**REQUIRED ACTION**
Give back exactly the lines from the start of the entries below to the line holding "Give the segmentation of every instance of the woman's bare", that line included, and leave every picture out.

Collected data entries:
↓
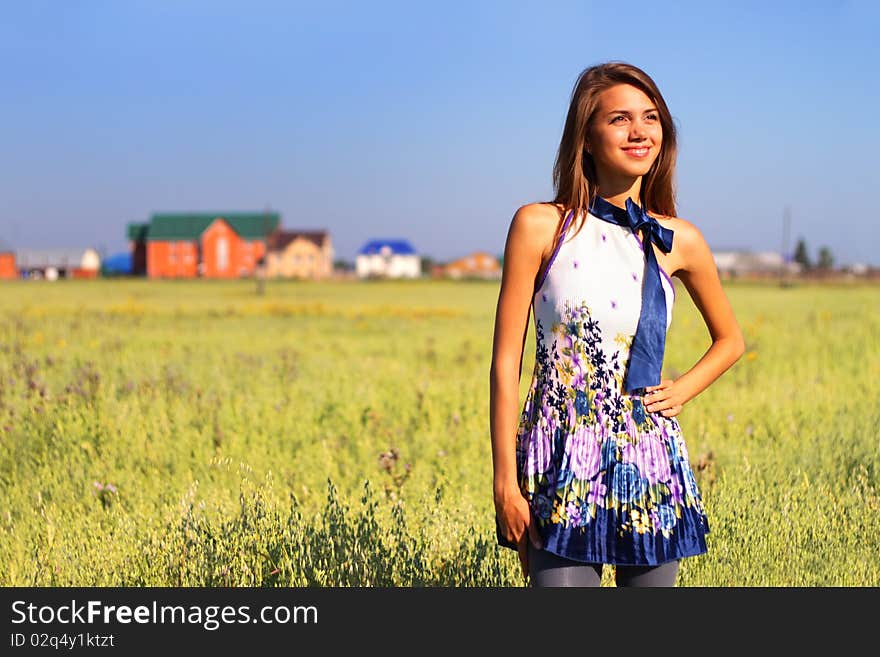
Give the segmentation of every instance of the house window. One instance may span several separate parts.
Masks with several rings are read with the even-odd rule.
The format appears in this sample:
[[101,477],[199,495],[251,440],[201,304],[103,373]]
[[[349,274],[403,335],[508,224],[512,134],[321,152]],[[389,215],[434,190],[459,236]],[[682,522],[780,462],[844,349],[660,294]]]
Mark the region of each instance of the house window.
[[229,268],[229,242],[225,237],[217,238],[217,269],[224,271]]

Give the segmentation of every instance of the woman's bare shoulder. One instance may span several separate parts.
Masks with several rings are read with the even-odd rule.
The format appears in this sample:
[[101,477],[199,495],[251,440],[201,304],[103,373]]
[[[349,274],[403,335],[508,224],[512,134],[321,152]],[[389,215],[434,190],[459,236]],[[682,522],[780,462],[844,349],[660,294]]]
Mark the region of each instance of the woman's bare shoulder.
[[673,232],[672,250],[677,254],[679,267],[689,269],[694,258],[705,260],[710,254],[706,238],[697,226],[682,217],[654,215],[660,225]]
[[549,251],[562,219],[562,206],[556,203],[526,203],[513,215],[512,229],[524,235],[532,244],[542,245]]
[[659,221],[661,226],[672,230],[672,232],[675,234],[673,241],[675,239],[678,239],[679,235],[681,235],[681,241],[691,241],[701,236],[700,230],[687,219],[654,213],[651,213],[651,216]]
[[535,202],[521,205],[514,216],[524,217],[525,221],[544,223],[548,220],[556,223],[562,216],[562,206],[557,203]]

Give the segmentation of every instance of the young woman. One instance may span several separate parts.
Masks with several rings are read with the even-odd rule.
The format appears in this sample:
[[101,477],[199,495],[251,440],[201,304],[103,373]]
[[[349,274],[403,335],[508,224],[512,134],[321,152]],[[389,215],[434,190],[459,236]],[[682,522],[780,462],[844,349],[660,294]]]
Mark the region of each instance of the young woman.
[[[676,415],[744,351],[712,254],[676,217],[676,131],[621,62],[578,78],[556,197],[510,224],[495,318],[490,425],[498,543],[532,586],[672,586],[709,523]],[[673,239],[674,238],[674,239]],[[661,377],[676,276],[712,345]],[[535,369],[516,424],[530,307]]]

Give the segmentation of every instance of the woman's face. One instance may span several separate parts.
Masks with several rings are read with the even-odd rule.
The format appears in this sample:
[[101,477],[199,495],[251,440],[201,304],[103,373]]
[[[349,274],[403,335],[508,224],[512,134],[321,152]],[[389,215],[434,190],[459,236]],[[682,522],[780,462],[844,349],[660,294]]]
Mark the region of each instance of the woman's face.
[[617,182],[626,185],[627,179],[648,173],[660,154],[660,112],[638,87],[609,87],[599,95],[587,140],[600,187]]

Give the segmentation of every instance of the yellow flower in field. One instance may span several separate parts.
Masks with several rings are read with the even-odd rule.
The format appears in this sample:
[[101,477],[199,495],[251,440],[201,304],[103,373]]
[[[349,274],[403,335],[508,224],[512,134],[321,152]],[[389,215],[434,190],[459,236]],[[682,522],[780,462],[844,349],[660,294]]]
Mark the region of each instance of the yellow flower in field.
[[83,441],[82,443],[80,443],[80,447],[86,452],[92,451],[92,444],[88,441]]
[[59,349],[64,349],[64,347],[67,346],[67,340],[65,340],[64,338],[58,338],[57,345]]
[[757,351],[747,351],[746,360],[755,360],[758,357]]
[[34,333],[34,344],[43,344],[43,332],[37,331]]

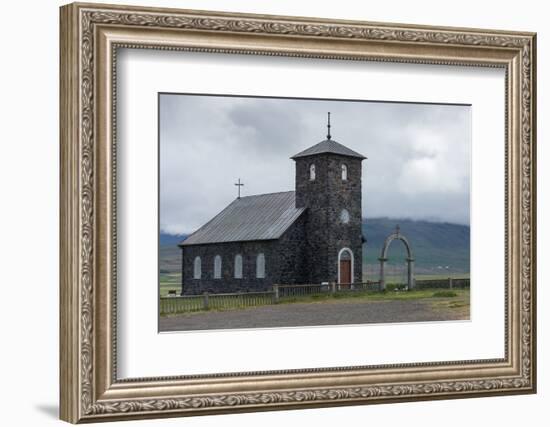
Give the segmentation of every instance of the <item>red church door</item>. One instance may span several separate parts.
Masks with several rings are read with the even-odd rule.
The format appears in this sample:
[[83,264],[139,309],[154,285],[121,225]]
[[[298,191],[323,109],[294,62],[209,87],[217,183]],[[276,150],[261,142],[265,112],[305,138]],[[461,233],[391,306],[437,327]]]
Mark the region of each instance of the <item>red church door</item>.
[[340,283],[351,283],[351,260],[349,259],[340,260]]

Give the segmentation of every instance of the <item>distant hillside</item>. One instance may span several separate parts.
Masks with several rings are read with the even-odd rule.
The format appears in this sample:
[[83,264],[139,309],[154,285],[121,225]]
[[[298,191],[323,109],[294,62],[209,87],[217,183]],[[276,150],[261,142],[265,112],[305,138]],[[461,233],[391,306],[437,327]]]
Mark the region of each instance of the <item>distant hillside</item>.
[[[401,233],[411,244],[415,269],[419,274],[470,272],[470,227],[446,222],[412,221],[409,219],[366,218],[363,235],[366,264],[378,264],[386,237],[399,224]],[[388,252],[388,263],[403,263],[405,245],[394,241]]]
[[160,246],[177,246],[183,239],[187,237],[185,234],[166,234],[160,233]]
[[[367,242],[363,248],[365,273],[370,278],[378,274],[378,257],[386,237],[399,224],[401,233],[409,240],[418,274],[446,275],[470,272],[470,227],[459,224],[409,219],[365,218],[363,235]],[[177,274],[181,269],[181,250],[177,244],[185,236],[160,234],[161,273]],[[388,252],[388,273],[404,273],[405,246],[394,241]]]

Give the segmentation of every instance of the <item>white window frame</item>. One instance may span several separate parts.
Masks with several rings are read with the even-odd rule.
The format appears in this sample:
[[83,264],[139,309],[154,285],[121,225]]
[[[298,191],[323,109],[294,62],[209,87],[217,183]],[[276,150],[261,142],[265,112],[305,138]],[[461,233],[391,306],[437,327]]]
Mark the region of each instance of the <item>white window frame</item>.
[[243,278],[243,256],[241,254],[235,255],[235,265],[233,273],[235,279]]
[[265,255],[263,253],[256,256],[256,279],[265,279]]
[[222,278],[222,257],[216,255],[214,257],[214,279]]
[[193,279],[202,278],[202,261],[200,256],[196,256],[193,260]]
[[351,219],[351,216],[349,214],[349,211],[347,209],[342,209],[340,211],[340,221],[342,222],[342,224],[349,224],[349,221]]
[[315,163],[309,165],[309,180],[315,181],[317,178],[317,171],[315,170]]
[[342,163],[342,181],[348,180],[348,165]]

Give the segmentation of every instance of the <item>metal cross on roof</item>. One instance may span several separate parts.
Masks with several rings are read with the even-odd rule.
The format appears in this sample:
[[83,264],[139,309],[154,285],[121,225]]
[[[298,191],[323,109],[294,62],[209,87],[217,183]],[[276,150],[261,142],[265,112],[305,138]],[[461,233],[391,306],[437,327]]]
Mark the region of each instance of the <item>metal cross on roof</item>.
[[399,235],[399,232],[401,231],[401,228],[399,227],[399,224],[395,226],[395,234]]
[[241,182],[241,178],[239,178],[239,180],[235,183],[235,185],[238,188],[237,199],[240,199],[241,198],[241,187],[244,186],[244,184]]
[[328,122],[327,122],[327,139],[330,139],[331,138],[331,135],[330,135],[330,111],[328,113]]

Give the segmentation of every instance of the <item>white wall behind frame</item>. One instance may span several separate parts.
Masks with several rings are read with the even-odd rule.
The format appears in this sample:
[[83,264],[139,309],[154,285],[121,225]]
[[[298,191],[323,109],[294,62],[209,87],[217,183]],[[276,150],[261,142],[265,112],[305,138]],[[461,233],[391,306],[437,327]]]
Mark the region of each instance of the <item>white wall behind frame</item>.
[[[502,69],[135,49],[117,64],[121,378],[504,356]],[[158,92],[472,104],[471,321],[158,334]]]
[[[415,24],[538,31],[538,117],[550,116],[550,28],[544,2],[535,0],[441,2],[358,2],[356,0],[110,0],[118,4],[185,7],[269,14],[320,16]],[[2,423],[9,426],[63,426],[58,405],[58,7],[62,1],[29,0],[2,5],[3,67],[0,86],[0,320],[4,350],[0,375]],[[25,30],[22,31],[24,21]],[[17,35],[15,43],[15,37]],[[30,125],[29,125],[29,120]],[[310,425],[402,425],[410,427],[545,426],[550,405],[550,126],[538,127],[539,392],[537,395],[442,400],[302,411],[261,412],[188,419],[129,421],[124,427]],[[490,165],[488,165],[490,167]],[[29,249],[31,247],[31,249]],[[32,256],[29,250],[40,256]],[[25,273],[24,277],[22,276]],[[29,279],[23,283],[22,278]],[[32,279],[32,280],[31,280]],[[22,311],[14,298],[27,295]],[[218,349],[211,347],[212,352]]]

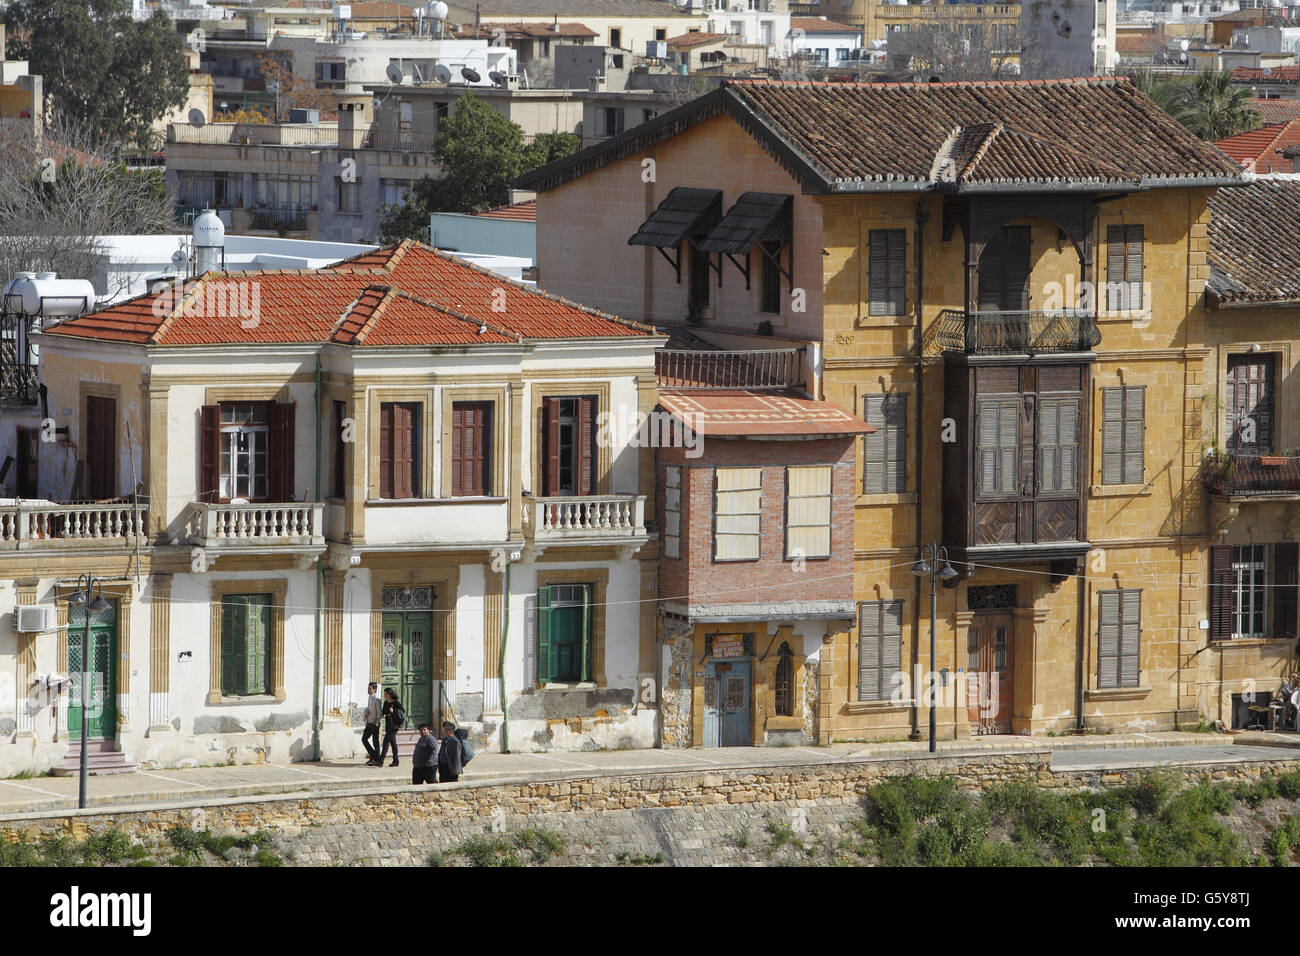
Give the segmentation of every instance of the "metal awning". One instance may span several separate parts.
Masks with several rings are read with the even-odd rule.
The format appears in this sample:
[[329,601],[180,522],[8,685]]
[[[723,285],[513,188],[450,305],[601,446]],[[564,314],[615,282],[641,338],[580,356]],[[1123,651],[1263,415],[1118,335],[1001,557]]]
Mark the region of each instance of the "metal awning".
[[675,249],[690,236],[713,228],[721,216],[721,189],[677,186],[650,214],[650,218],[641,223],[627,244]]
[[700,243],[700,250],[743,256],[760,242],[789,242],[793,207],[793,196],[745,193]]

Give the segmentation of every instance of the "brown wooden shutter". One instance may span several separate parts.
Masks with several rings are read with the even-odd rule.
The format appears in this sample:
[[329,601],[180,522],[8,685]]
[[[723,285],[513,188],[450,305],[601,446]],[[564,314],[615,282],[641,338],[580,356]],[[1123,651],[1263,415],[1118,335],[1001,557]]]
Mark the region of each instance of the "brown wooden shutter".
[[1130,309],[1141,309],[1142,301],[1142,227],[1124,230],[1124,298]]
[[393,404],[379,406],[379,497],[393,497]]
[[86,497],[102,501],[117,494],[117,402],[86,396]]
[[981,311],[1029,308],[1029,239],[1028,226],[1004,226],[984,246],[979,263]]
[[451,406],[451,493],[468,494],[465,490],[465,406]]
[[868,235],[869,315],[902,315],[907,307],[907,232],[872,229]]
[[410,405],[393,405],[393,497],[413,498],[415,488],[415,415]]
[[1097,595],[1098,647],[1097,686],[1119,686],[1120,592]]
[[1232,637],[1232,546],[1216,544],[1210,548],[1210,640],[1226,641]]
[[1003,308],[1023,312],[1029,308],[1029,227],[1008,226],[1006,292]]
[[346,402],[334,403],[334,497],[346,498],[348,445],[343,440],[343,420],[348,417]]
[[1101,390],[1101,483],[1124,482],[1124,390]]
[[[1268,455],[1273,451],[1273,357],[1228,356],[1228,443],[1240,455]],[[1241,440],[1242,419],[1255,422],[1255,441]]]
[[1106,311],[1119,312],[1124,307],[1124,227],[1106,227]]
[[557,494],[560,488],[560,400],[542,400],[542,494]]
[[1124,478],[1141,484],[1146,466],[1146,386],[1124,389]]
[[221,406],[199,409],[199,499],[214,502],[221,490]]
[[1296,583],[1300,544],[1283,541],[1273,549],[1273,636],[1296,636]]
[[858,700],[880,699],[880,604],[858,605]]
[[293,501],[293,405],[270,407],[270,437],[267,445],[267,496],[271,501]]
[[596,493],[596,399],[578,399],[578,488],[579,495]]
[[1119,686],[1137,687],[1141,673],[1142,591],[1119,592]]
[[491,429],[489,402],[456,402],[452,405],[453,495],[491,494]]

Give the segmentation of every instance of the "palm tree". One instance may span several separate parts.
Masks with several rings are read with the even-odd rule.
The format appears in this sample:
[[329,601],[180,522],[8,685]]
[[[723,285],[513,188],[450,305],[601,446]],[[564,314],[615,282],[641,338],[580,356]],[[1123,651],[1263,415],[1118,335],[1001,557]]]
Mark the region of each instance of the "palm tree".
[[1179,80],[1158,79],[1150,70],[1136,70],[1133,85],[1178,122],[1186,125],[1189,86]]
[[1260,126],[1250,100],[1250,89],[1233,85],[1231,73],[1203,70],[1186,88],[1185,112],[1177,118],[1201,139],[1223,139]]

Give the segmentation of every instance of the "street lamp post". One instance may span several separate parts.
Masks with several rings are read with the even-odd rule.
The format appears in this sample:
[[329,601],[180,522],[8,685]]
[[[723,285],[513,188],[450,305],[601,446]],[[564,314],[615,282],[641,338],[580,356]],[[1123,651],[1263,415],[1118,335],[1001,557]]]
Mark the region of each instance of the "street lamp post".
[[86,738],[90,734],[90,618],[91,615],[108,607],[104,600],[103,584],[93,574],[83,574],[77,578],[77,590],[68,595],[69,604],[85,608],[85,629],[81,636],[81,780],[77,790],[77,808],[86,806],[87,749]]
[[[940,567],[942,562],[942,567]],[[939,601],[936,590],[936,578],[942,578],[945,581],[951,581],[957,577],[958,572],[948,563],[948,549],[937,541],[921,546],[921,560],[912,565],[912,573],[919,578],[929,577],[930,579],[930,753],[935,752],[935,744],[938,740],[937,711],[935,708],[935,676],[939,673],[935,667],[934,653],[934,619],[938,615]]]

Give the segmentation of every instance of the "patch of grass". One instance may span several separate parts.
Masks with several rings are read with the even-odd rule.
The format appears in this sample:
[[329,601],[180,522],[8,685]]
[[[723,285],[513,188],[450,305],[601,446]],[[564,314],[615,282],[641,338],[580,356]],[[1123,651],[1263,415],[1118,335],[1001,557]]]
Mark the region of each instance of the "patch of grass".
[[628,866],[658,866],[664,861],[663,853],[656,853],[654,856],[646,856],[643,853],[629,853],[624,850],[615,859],[620,863],[626,863]]
[[564,839],[558,833],[529,827],[513,836],[471,837],[451,852],[464,857],[470,866],[523,866],[521,854],[526,853],[530,863],[539,864],[563,849]]
[[434,850],[424,858],[427,866],[442,866],[443,856],[440,850]]
[[545,863],[564,849],[564,839],[551,830],[529,827],[515,835],[515,844],[527,850],[534,863]]
[[738,850],[749,849],[749,827],[741,827],[731,837],[731,845]]
[[263,862],[273,856],[279,860],[270,849],[275,843],[275,835],[269,830],[258,830],[247,836],[237,836],[233,833],[216,834],[211,830],[191,830],[189,827],[180,826],[167,831],[167,841],[174,850],[189,857],[195,863],[203,860],[205,852],[224,859],[231,850],[243,850],[252,854],[258,866],[281,865]]

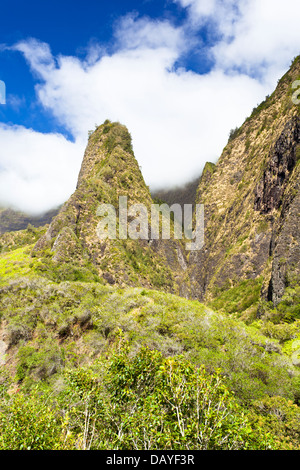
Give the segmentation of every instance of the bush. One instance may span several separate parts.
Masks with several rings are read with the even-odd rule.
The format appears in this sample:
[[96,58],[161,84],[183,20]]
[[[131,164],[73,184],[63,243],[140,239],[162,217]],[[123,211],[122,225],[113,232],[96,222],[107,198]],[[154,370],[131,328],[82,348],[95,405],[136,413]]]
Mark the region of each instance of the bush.
[[267,397],[254,403],[264,427],[276,436],[281,450],[300,450],[300,408],[282,397]]
[[1,450],[55,450],[64,448],[62,421],[37,393],[16,393],[2,401]]
[[[252,424],[219,373],[148,348],[116,349],[102,377],[68,374],[71,427],[91,449],[266,449],[270,438]],[[105,385],[104,385],[105,384]],[[74,393],[75,392],[75,393]],[[89,416],[87,430],[86,417]],[[84,436],[85,432],[85,436]]]
[[228,142],[235,139],[239,135],[240,128],[236,127],[235,129],[231,129],[229,132],[229,139]]

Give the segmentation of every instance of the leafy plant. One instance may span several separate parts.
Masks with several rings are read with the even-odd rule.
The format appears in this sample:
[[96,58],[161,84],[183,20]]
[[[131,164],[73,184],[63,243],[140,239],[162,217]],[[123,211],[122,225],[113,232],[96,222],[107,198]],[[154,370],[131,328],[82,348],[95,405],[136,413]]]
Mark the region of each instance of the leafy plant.
[[62,420],[50,403],[37,392],[16,392],[2,401],[0,409],[1,450],[64,449]]
[[101,380],[90,369],[70,372],[68,380],[76,391],[73,400],[81,399],[80,408],[70,412],[70,422],[89,448],[272,446],[259,426],[252,429],[219,373],[207,374],[180,356],[164,358],[148,348],[131,355],[125,343],[112,354]]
↑
**TASK OUTPUT**
Give the segmentation of every instance of the house window. One instance may span several separate parts.
Masks with several rings are read with the even-odd rule.
The format appears in this sample:
[[101,477],[199,495],[251,440],[201,304],[103,373]]
[[[349,274],[403,335],[508,224],[512,134],[321,152]],[[389,215],[434,190],[459,236]],[[682,522],[780,462],[844,349],[660,294]]]
Mark the region of each instance of the house window.
[[229,268],[229,242],[225,237],[217,238],[217,269],[224,271]]

Give the segmentation of every instance of the woman's bare shoulder. One instance may span several separate parts.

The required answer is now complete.